- [TASK OBJECTIVE]: Retype each entry exactly.

[[ PROVIDED RECORDS open ]]

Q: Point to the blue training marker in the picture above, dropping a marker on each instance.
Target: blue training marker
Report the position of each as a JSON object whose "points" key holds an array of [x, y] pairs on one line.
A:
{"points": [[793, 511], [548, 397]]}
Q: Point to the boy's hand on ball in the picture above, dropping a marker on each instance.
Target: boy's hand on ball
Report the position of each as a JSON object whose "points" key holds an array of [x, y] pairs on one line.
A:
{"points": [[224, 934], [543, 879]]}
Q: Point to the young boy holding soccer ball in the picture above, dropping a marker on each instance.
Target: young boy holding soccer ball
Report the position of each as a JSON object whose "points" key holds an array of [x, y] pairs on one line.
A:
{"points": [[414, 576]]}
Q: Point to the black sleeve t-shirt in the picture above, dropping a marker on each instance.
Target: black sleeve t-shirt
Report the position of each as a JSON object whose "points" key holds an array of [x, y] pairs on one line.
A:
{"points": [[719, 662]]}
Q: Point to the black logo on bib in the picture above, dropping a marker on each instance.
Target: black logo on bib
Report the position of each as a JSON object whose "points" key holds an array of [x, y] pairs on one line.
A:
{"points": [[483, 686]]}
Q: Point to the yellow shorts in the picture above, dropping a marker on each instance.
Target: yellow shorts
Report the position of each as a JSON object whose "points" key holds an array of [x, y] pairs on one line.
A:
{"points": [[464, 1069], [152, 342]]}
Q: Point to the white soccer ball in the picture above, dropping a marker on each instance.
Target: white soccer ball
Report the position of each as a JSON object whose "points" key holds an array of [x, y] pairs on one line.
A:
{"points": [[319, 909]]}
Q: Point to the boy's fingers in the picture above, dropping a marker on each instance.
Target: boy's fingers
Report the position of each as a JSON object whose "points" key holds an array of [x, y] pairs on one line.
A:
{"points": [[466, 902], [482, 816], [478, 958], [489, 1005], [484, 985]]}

[[ PROVIDED RECORDS closed ]]

- [COMPLETED TASK]:
Q: Point to the blue training marker in the picture above, dropping a marker on each instance.
Target: blue training marker
Report the position of each as a JSON object whose "points" key holds an array of [x, y] pairs on one line.
A:
{"points": [[793, 511], [548, 397]]}
Q: Point to the boy's hand on ball in the picture above, dropping a marker on each instance.
Target: boy's hand on ball
Report the position of each as a JSON object whose "points" key holds an array of [x, y] pairs on one line.
A:
{"points": [[224, 934], [543, 879]]}
Q: Point to the young boy holding soccer ball in the picture above, dropping a marker on each instance.
Target: young boy holding soccer ball
Report the position of each as a JSON object whose "points" key holds an array of [x, y] pairs on one line.
A:
{"points": [[414, 576]]}
Q: Point to the black sleeve t-shirt in the picture above, dropping a marker on each instance.
Target: black sleeve t-shirt
Report the position of each as a JSON object whose "points" key holds an array of [x, y] pairs on one line.
A:
{"points": [[719, 662]]}
Q: Point to the black logo on bib in the picture above, dropping a marker on each instance.
Target: black logo on bib
Report the position of each as a JSON object whose "points" key holds an array of [x, y] pairs on one line.
A:
{"points": [[483, 686]]}
Q: Point to the yellow shorts in the picture above, dropping a marker on each instance.
Target: yellow shorts
Report the position of each as a JSON object whose "points" key holds an array of [x, y] pairs on one line.
A:
{"points": [[464, 1069], [152, 342]]}
Q: Point to the white soccer ball in the picture above, dropping a marker on each instance.
Target: white soccer ball
Report the position of each as a JSON object whose "points" key holds an array of [x, y] pairs on one line.
A:
{"points": [[319, 909]]}
Q: Point to the boy's fingers in the picture above, dropping a marker on each instance.
Target: boy's fingers
Report the position of each as a JSON object whose "points" key holds an array of [x, y] pairs on one line.
A:
{"points": [[466, 902], [482, 816], [478, 958], [489, 1005], [484, 985]]}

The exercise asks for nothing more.